◆ LISTED ENTRIES:
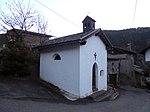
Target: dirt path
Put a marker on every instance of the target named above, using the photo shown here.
(31, 96)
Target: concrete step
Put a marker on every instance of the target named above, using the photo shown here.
(97, 94)
(110, 94)
(106, 96)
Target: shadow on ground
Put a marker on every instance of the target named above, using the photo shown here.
(31, 89)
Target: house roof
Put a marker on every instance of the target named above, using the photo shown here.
(79, 37)
(29, 32)
(87, 17)
(144, 50)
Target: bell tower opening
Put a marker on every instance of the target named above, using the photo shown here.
(88, 24)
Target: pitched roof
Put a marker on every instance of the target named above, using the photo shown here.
(87, 17)
(144, 50)
(79, 37)
(29, 32)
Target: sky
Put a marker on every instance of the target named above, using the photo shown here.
(65, 16)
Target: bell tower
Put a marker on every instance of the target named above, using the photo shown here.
(88, 24)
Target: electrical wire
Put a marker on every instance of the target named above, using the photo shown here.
(57, 14)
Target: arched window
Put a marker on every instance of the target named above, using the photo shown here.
(101, 72)
(57, 57)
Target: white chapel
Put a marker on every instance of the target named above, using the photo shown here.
(77, 63)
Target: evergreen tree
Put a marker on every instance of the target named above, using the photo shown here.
(18, 58)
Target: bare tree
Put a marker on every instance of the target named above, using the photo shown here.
(19, 16)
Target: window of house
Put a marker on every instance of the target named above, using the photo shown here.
(101, 72)
(57, 57)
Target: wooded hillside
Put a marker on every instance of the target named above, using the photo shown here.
(138, 37)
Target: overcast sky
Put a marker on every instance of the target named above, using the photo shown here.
(109, 14)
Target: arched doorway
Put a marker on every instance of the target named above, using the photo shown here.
(94, 77)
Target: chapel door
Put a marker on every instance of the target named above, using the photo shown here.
(94, 77)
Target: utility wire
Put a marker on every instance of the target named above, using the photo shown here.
(57, 14)
(134, 12)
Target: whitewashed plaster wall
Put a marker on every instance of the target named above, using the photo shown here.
(87, 60)
(63, 73)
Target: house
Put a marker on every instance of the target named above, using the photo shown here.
(77, 63)
(146, 53)
(120, 66)
(31, 39)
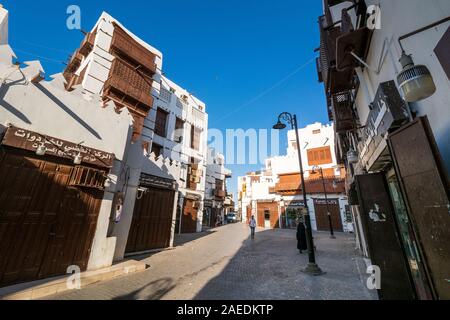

◆ TASK REQUIREMENTS: How many lines in these records hold the string "chapel"? Reply with the number alone.

◆ TASK RESULT: 2